#### TO DO
Every entry below should be copied exactly, minus the pictures.

#### EXERCISE INPUTS

• • •

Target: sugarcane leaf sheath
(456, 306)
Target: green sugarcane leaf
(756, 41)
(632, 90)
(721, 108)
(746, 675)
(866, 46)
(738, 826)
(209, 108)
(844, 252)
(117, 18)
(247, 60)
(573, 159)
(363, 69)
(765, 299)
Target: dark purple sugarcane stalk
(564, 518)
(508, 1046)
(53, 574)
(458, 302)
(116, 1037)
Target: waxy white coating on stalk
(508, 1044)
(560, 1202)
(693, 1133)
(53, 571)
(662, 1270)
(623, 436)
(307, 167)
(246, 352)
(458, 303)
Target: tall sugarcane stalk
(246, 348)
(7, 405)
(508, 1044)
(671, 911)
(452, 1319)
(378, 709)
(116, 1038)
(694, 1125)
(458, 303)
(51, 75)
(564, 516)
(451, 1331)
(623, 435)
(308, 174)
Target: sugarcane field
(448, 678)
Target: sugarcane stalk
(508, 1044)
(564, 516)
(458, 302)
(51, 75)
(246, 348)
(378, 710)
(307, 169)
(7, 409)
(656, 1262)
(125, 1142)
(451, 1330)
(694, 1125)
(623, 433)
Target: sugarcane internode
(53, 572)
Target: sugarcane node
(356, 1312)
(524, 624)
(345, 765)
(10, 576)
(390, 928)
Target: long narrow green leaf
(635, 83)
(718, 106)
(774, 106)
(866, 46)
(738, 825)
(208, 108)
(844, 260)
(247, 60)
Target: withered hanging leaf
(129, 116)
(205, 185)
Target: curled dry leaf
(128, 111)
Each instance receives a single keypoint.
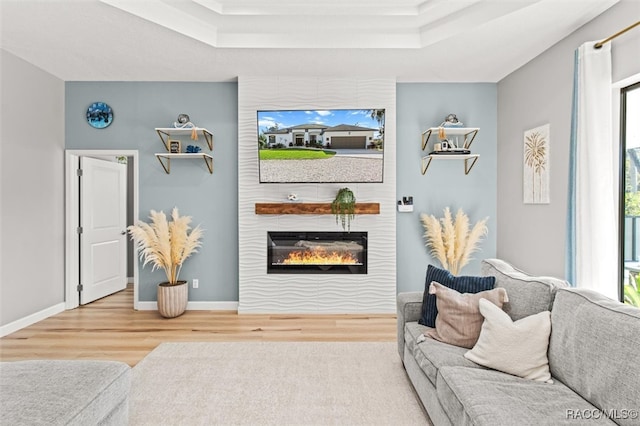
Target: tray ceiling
(217, 40)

• • •

#### RESULT OF THE TASK
Target: sugarcane leaf sheath
(456, 306)
Target: green sugarcane leaf
(756, 41)
(632, 90)
(721, 108)
(746, 675)
(866, 46)
(738, 826)
(209, 108)
(844, 252)
(117, 18)
(247, 60)
(573, 159)
(363, 69)
(765, 299)
Target: dark purple sugarcane stalk
(564, 518)
(508, 1046)
(53, 574)
(458, 302)
(116, 1037)
Target: waxy white coating on stalk
(508, 1044)
(560, 1202)
(693, 1133)
(53, 571)
(662, 1270)
(623, 436)
(307, 167)
(246, 352)
(458, 303)
Target: tall sugarcane stalk
(246, 348)
(7, 405)
(508, 1044)
(671, 911)
(452, 1319)
(378, 709)
(116, 1038)
(694, 1125)
(458, 303)
(51, 75)
(564, 516)
(451, 1331)
(623, 435)
(308, 174)
Target: sugarcane field
(448, 678)
Target: sugarcane stalk
(508, 1044)
(564, 516)
(458, 302)
(51, 75)
(246, 348)
(378, 710)
(307, 169)
(7, 409)
(656, 1262)
(125, 1142)
(451, 1330)
(694, 1125)
(623, 433)
Target: sugarcane internode
(53, 572)
Target: sugarcane node
(356, 1312)
(524, 624)
(345, 765)
(10, 576)
(390, 928)
Target: long narrow green leaf
(635, 83)
(718, 106)
(774, 106)
(866, 46)
(738, 825)
(208, 108)
(844, 260)
(247, 60)
Target: withered hanging leaf
(129, 116)
(205, 185)
Target: curled dry leaf
(128, 111)
Each instance receives a single keypoint.
Target: tray ceiling
(217, 40)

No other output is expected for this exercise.